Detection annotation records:

* start *

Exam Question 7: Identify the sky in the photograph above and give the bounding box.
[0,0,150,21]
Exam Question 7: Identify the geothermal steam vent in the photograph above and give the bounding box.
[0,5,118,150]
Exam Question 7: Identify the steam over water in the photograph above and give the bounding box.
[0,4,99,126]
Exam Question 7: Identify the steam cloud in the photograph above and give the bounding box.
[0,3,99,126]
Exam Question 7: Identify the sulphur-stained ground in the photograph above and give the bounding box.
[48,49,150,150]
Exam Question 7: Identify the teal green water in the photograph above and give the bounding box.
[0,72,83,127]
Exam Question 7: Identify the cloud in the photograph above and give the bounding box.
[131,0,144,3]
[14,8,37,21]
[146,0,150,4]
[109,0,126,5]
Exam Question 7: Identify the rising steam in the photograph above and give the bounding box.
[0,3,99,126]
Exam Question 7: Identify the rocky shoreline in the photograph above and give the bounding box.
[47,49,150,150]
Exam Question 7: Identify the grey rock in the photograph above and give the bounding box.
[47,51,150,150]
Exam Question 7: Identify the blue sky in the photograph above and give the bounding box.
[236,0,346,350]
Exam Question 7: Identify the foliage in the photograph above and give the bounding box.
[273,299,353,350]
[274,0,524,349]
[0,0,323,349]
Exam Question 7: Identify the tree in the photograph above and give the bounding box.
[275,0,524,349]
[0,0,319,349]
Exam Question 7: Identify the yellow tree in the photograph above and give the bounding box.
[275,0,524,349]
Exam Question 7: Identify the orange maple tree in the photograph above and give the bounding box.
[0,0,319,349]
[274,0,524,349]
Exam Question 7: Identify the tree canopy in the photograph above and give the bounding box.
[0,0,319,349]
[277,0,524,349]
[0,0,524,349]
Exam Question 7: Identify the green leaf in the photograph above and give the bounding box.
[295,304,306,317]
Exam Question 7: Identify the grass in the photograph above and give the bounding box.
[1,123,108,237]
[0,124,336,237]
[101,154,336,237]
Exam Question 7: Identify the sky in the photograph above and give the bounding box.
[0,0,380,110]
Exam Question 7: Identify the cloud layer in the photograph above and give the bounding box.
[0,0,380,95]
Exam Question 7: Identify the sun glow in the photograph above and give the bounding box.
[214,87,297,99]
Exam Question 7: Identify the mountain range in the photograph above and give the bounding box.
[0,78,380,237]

* end *

§ **Your objective**:
Write out all of the records above verbatim, keeping every line in its original order.

§ **Output for this task**:
Exam Question 7: Identify the sky in the photograph above and give the bounding box.
[0,0,150,21]
Exam Question 7: Identify the geothermal steam vent in the photograph above and give the bounding box.
[0,5,118,150]
Exam Question 7: Identify the steam over water in the photograph above and give the bounding box.
[0,4,99,126]
Exam Question 7: Identify the steam cloud in the photograph above and give the bounding box.
[0,3,99,126]
Exam Question 7: Identify the sulphur-stained ground in the photograph above and give the bounding box.
[48,49,150,150]
Exam Question 7: Identify the teal green water in the photograph above and give the bounding box.
[0,72,83,127]
Exam Question 7: Identify the cloud in the photograph above and give the bounding box.
[131,0,144,3]
[14,8,37,21]
[146,0,150,4]
[109,0,126,5]
Exam Question 7: Identify the rising steam in the photograph above and give the bounding box.
[0,3,99,126]
Exam Question 7: Identify the rocky shoreline in the photograph above and give the bounding box.
[47,49,150,150]
Exam Question 7: Identify the grey rock in the photograph above and give the bounding box.
[47,51,150,150]
Exam Question 7: Identify the blue sky in the photograph above and give the bounding box.
[236,0,346,350]
Exam Question 7: Identify the foliage in the photograph above and give the bounding box.
[273,299,353,350]
[274,0,524,349]
[0,0,323,349]
Exam Question 7: Identify the tree in the photograph above and give the bounding box.
[275,0,524,349]
[0,0,319,349]
Exam Question 7: Identify the yellow tree in the photograph above and give the bounding box.
[275,0,524,349]
Exam Question 7: Identify the orange maple tree in the photograph above and give the bounding box.
[0,0,319,349]
[274,0,524,349]
Exam Question 7: Identify the tree canopy in the photograph above and give the bounding box.
[0,0,319,349]
[277,0,524,349]
[0,0,524,349]
Exam Question 7: Identify the green leaf in the photograph above and give the bounding box.
[295,304,306,317]
Exam Question 7: Identify the grass in the photograph above and give the bounding box.
[1,123,108,237]
[0,124,336,237]
[101,154,336,237]
Exam Question 7: Identify the sky in the photograph above and give the bounding box.
[0,0,380,110]
Exam Question 7: Identify the cloud layer in the photograph above and give the bounding box.
[0,0,380,95]
Exam Question 7: Identify the sun glow in the photograph above and give the bounding box.
[214,87,297,99]
Exam Question 7: Identify the mountain range in the photograph above and give the bounding box.
[0,78,380,237]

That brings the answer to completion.